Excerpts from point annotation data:
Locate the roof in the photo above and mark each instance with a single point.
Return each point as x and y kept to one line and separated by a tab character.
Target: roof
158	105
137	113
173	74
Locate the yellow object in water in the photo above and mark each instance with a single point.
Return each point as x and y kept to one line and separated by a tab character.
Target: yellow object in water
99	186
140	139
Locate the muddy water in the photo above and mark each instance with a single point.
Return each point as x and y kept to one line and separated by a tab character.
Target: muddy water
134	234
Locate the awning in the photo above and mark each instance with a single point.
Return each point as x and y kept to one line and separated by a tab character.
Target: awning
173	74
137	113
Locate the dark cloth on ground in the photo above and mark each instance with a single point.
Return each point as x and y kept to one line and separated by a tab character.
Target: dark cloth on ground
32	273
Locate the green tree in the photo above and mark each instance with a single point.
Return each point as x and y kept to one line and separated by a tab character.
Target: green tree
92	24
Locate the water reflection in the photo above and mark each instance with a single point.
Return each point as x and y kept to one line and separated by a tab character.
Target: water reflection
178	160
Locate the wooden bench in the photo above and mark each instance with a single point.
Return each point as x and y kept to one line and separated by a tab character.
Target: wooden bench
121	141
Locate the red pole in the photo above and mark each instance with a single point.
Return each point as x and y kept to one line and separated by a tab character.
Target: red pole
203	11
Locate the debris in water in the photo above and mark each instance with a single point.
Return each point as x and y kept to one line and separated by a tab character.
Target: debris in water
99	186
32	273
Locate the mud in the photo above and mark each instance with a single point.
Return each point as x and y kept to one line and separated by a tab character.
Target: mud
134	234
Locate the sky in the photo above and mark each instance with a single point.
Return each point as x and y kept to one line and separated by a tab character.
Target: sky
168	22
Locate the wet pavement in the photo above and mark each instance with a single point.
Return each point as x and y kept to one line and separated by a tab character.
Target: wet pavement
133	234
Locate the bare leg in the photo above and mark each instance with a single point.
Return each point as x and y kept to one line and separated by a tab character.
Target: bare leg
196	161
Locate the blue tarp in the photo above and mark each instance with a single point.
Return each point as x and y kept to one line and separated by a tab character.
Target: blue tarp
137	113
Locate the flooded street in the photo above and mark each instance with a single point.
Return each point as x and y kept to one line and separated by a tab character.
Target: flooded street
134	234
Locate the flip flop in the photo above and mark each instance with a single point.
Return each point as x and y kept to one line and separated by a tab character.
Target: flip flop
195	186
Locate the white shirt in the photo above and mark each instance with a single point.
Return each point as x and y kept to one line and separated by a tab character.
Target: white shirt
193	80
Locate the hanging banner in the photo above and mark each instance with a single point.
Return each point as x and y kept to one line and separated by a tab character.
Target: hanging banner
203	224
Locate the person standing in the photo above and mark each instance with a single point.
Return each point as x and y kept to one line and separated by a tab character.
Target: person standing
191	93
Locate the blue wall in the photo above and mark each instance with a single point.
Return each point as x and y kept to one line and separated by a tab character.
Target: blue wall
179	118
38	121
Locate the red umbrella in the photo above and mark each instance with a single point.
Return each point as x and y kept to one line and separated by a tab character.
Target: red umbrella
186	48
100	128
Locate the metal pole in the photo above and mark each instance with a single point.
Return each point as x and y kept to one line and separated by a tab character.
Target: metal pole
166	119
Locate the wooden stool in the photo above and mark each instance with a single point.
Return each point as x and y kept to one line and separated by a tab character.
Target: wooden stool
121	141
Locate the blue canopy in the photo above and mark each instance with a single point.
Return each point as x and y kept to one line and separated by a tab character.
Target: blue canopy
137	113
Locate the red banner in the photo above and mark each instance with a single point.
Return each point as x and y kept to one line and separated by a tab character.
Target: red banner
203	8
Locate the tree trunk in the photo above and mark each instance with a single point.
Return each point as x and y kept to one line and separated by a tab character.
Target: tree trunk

[What to produce]: Reproduce every item above verbatim, keeping each line in its original form and order.

[Completed task]:
Locate the roof in the photo above and mark each instance with a single point.
Return each point as x and y kept to one line and separated by a tab character.
Target: roof
158	105
137	113
173	74
Locate the yellow object in water in the photo above and mark each instance with a single point.
Return each point as x and y kept to one line and separated by a tab character.
Target: yellow object in water
99	186
140	139
Locate the muddy water in the photo above and mark each instance with a single point.
Return each point as x and y kept to one line and separated by a tab character.
Target: muddy water
134	234
Locate the awning in the photo above and mark each instance with a single point.
Return each point as x and y kept to one line and separated by a tab character.
Target: awning
173	74
137	113
Locate the dark cloth on ground in the photo above and mark each instance with a single point.
Return each point as x and y kept to one line and separated by a tab character.
Target: dark cloth on ground
32	273
Locate the green tree in the photo above and mark each instance with a single point.
Return each point as x and y kept to one line and separated by a tab character.
Target: green tree
92	24
Locate the water reflection in the photo above and mark each instance with a single point.
Return each point as x and y kept to one line and separated by a tab character.
Target: water reflection
178	160
Locate the wooden bench in the photo above and mark each instance with a single point.
Return each point as x and y kept to one line and separated by a tab character.
Target: wooden bench
121	141
Locate the red pole in the photo above and mark each instance with a single point.
Return each point as x and y kept to one line and separated by a tab character.
Target: red pole
203	11
Locate the debris in water in the photo above and mark each instance with a single point.
Return each point as x and y kept to one line and separated by a tab character.
Target: debris in water
99	186
32	273
Locate the mud in the photo above and mark each instance with a single point.
Return each point as x and y kept to one line and separated by a tab character.
Target: mud
134	234
Locate the sky in the photo above and mark each instance with a single point.
Return each point as x and y kept to one line and separated by a tab character.
Target: sky
168	22
Locate the wet pavement in the photo above and mark each instance with a single point.
Return each point as x and y kept to one line and separated by a tab character.
Target: wet pavement
133	234
Locate the bare leg in the photo above and mark each instance with a single point.
Return each point as x and y kept to one line and separated by a tab character.
Target: bare leg
196	161
Locate the blue tarp in the photo above and mark each instance with a single point.
Return each point as x and y kept to one line and separated by a tab character.
Target: blue tarp
137	113
Locate the flooded street in the photo above and mark each instance with a single point.
Return each point as x and y kept to one line and separated by a tab character.
Target: flooded street
134	234
Locate the flip flop in the photo above and mark each instance with a single point.
Return each point as x and y kept to one line and separated by a tab character.
Target: flip flop
195	186
Locate the white shirt in the photo above and mark each instance with a single point.
Return each point as x and y kept to one line and separated by a tab character.
Target: white shirt
193	80
Locate the hanging banner in the photo above and mark each instance with a single point.
Return each point as x and y kept to one line and separated by a tab character.
Target: hanging banner
203	224
Locate the person standing in the photo above and mark each instance with a single point.
Return each point as x and y kept to one line and separated by a tab character.
Target: person standing
191	93
Locate the blue wall in the photo above and mark each instance with a single point.
Return each point as x and y kept to one line and separated by a tab character.
Target: blue wall
179	118
38	121
Locate the red umbrella in the photo above and mark each instance with a single point.
Return each point as x and y kept to one line and separated by a tab character.
Target: red umbrella
186	48
100	128
Locate the metal pole in the photo above and mark each instance with a single point.
Return each point as x and y kept to one line and separated by a tab character.
Target: metal pole
166	119
Locate the wooden stool in the photo above and mark each instance with a single point.
Return each point as x and y kept to one line and separated by a tab character.
Target: wooden stool
121	141
Locate the blue canopy in the photo above and mark each instance with a single point.
Return each point as x and y kept to one line and separated by a tab character.
Target: blue canopy
137	113
Locate the red banner in the photo above and mark each instance with a single point.
Return each point as x and y kept to one line and separated by a tab character.
Target: red banner
203	8
Locate the tree trunk in the photo above and mark each instance with a single point.
Return each point as x and y kept to one line and separated by a tab character.
Target: tree trunk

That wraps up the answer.